課題の目的 a:
記録の中から、文字列「house」を含む行をすべて探し、その行をそのまま書き出すこと。大文字と小文字は区別する。

──────── 引用文 ────────

上告代理人戸毛亮蔵の上告理由第一点について。

論旨は、原判決が上告人は下敷の鉛筆書の一部を答案用紙に写した旨認定したのは、採証の法則に反すると主張する。しかし、原判決挙示の証拠によると原判示事実はこれを肯認できる。所論は、要するに、事実審裁判所の裁量に委ねられた証拠の取捨判断、事実認定を非難するに過ぎず、上告適法の理由に当らない。

同第二点について。

論旨は、本件退学処分は奈良学芸大学学則四一条一項四号によつてなされたものであり、原判決も学生の本分に反するものとしているけれども、要するに上告人の能力の問題であつて人格の問題ではないと主張する。しかし、原判決において認定した上告人の行為は、能力の問題もあるかも知れないが、学生としての本分に反することは勿論であつて、前示学則四一条一項四号にいわゆる学生としての本分に反したものと判示した原判決には所論の違法はない。

同第三点について。

論旨は、原判決における本件退学処分手続は慎重に行われ不公正はないとの判示を非難する。しかし、原判決において認定した事実によると、被上告人は上告人に対し十分に弁明の機会を与え、補導委員会、教授会で処分を慎重に検討した上で退学処分に付したことは明白であつて、原判決には所論の違法はない。所論は採用できない。

同第四点について。

論旨は、本件退学処分は苛酷である旨主張する。しかし、上告人の本件行為に対しいかなる処分をするかは学長たる被上告人の裁量に委ねられた事項であり、かつまた本件退学処分が社会観念上著しく妥当を欠くものと認めえないことは原判示に徴して明らかであるから、所論は採用できない。

よつて、民訴四〇一条、九五条、八九条に従い、裁判官全員の一致で、主文のとおり判決する。

(裁判官 高橋潔 島保 河村又介 垂水克己 石坂修一)

──────── 抽出した記録 ────────

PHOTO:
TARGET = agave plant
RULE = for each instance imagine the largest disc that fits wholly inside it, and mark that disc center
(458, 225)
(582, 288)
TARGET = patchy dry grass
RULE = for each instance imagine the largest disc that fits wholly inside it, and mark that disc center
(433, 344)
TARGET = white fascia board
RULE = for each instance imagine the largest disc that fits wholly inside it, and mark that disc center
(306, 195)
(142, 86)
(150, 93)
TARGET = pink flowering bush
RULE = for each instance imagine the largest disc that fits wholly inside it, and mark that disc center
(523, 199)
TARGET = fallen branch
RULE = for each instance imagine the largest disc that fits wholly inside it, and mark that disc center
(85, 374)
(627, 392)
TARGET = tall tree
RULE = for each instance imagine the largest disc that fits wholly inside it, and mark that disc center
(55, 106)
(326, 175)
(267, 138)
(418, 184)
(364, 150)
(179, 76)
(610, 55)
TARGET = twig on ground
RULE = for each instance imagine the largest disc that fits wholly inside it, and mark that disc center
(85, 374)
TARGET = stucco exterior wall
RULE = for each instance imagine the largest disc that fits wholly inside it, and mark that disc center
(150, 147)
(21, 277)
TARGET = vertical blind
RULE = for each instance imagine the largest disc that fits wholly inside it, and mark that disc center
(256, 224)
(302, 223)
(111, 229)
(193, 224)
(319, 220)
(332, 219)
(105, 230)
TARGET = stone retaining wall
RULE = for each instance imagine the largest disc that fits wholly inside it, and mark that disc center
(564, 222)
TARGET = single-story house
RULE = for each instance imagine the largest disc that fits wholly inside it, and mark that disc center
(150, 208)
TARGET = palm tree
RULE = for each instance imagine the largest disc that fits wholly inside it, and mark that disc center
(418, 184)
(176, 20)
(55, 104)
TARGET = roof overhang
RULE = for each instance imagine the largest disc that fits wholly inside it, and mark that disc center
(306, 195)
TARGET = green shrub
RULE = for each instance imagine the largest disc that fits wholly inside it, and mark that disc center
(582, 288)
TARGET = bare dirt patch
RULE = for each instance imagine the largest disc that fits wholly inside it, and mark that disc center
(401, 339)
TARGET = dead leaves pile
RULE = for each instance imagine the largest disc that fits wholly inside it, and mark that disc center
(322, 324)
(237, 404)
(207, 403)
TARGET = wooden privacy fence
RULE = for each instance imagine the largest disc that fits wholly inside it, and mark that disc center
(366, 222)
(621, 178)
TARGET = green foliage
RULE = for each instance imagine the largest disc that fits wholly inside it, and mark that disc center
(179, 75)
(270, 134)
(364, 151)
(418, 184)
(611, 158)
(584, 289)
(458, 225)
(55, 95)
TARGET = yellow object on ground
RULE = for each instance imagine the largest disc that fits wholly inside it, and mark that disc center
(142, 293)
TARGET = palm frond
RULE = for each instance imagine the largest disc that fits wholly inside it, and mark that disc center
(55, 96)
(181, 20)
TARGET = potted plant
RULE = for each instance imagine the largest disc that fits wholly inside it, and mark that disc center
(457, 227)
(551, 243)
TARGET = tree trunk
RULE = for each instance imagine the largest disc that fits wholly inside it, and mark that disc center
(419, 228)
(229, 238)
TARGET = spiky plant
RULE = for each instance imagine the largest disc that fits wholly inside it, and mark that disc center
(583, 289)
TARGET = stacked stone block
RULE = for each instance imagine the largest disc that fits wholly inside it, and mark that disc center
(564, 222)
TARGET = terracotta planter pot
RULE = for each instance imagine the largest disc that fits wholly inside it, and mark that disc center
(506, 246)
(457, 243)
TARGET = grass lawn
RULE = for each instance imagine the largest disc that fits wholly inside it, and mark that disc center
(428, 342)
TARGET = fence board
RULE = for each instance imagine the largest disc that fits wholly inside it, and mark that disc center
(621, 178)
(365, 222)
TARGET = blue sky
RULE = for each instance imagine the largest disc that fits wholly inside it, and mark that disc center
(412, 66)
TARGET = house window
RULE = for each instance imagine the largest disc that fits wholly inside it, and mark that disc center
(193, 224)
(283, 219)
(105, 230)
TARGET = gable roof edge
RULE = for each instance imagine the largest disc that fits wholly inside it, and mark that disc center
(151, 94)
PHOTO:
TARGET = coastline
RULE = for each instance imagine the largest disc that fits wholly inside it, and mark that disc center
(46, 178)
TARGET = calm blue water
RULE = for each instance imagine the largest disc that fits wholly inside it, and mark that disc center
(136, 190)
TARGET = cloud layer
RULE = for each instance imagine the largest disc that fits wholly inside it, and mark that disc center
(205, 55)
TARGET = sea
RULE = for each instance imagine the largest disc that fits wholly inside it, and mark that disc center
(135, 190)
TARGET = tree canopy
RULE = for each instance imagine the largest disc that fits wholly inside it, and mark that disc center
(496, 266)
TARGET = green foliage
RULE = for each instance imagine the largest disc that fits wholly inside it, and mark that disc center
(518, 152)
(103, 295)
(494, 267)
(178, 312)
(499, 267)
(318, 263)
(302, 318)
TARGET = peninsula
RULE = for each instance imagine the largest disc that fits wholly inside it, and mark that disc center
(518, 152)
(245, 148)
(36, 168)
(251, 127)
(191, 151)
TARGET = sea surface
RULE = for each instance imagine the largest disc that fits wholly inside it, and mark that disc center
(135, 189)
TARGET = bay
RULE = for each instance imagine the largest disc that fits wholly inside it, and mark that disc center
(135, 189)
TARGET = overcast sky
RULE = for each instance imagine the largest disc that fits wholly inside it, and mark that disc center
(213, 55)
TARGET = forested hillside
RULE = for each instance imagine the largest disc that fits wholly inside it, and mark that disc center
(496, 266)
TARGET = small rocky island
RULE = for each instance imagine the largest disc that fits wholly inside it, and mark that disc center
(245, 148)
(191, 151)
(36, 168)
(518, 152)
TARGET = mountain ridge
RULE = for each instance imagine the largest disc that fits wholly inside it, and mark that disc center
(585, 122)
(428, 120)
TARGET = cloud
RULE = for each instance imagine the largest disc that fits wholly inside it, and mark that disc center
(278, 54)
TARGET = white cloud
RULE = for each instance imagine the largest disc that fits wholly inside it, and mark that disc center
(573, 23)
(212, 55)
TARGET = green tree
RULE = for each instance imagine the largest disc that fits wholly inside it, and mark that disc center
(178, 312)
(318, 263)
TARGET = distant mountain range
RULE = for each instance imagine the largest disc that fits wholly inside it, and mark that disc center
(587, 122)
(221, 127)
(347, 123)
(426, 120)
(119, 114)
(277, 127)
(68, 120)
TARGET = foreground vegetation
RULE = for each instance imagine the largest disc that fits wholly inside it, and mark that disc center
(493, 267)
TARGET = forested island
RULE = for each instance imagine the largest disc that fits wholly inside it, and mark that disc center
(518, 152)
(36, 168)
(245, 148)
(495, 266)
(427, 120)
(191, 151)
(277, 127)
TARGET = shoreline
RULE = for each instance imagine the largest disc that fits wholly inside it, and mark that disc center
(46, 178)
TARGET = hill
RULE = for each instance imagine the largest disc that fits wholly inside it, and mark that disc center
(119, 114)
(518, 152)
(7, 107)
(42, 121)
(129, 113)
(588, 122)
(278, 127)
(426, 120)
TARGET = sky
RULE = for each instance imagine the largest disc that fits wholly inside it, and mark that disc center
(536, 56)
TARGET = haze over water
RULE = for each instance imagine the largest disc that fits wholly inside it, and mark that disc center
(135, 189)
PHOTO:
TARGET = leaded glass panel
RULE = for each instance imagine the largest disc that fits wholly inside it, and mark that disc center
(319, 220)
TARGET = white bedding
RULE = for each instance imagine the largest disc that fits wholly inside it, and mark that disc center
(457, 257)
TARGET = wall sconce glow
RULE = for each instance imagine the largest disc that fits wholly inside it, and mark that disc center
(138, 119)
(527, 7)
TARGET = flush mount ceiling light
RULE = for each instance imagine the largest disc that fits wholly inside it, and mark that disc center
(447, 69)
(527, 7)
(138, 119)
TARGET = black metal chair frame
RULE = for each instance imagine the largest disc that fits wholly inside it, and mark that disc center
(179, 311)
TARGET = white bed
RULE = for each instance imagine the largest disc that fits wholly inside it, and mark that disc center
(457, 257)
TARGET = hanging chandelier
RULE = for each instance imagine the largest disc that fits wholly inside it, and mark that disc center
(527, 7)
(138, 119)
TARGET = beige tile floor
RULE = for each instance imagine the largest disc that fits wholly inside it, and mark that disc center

────────

課題の目的 b:
上の判決文について、「上告代理人戸毛亮蔵の上告理由第一点について。」の語句から始めて「はない。所論は採用できない。」の語句で止め、その範囲を一字も変えずに繰り返して書くこと。

解答全文 a:
TARGET = single-story house
TARGET = house window

解答全文 b:
上告代理人戸毛亮蔵の上告理由第一点について。

論旨は、原判決が上告人は下敷の鉛筆書の一部を答案用紙に写した旨認定したのは、採証の法則に反すると主張する。しかし、原判決挙示の証拠によると原判示事実はこれを肯認できる。所論は、要するに、事実審裁判所の裁量に委ねられた証拠の取捨判断、事実認定を非難するに過ぎず、上告適法の理由に当らない。

同第二点について。

論旨は、本件退学処分は奈良学芸大学学則四一条一項四号によつてなされたものであり、原判決も学生の本分に反するものとしているけれども、要するに上告人の能力の問題であつて人格の問題ではないと主張する。しかし、原判決において認定した上告人の行為は、能力の問題もあるかも知れないが、学生としての本分に反することは勿論であつて、前示学則四一条一項四号にいわゆる学生としての本分に反したものと判示した原判決には所論の違法はない。

同第三点について。

論旨は、原判決における本件退学処分手続は慎重に行われ不公正はないとの判示を非難する。しかし、原判決において認定した事実によると、被上告人は上告人に対し十分に弁明の機会を与え、補導委員会、教授会で処分を慎重に検討した上で退学処分に付したことは明白であつて、原判決には所論の違法はない。所論は採用できない。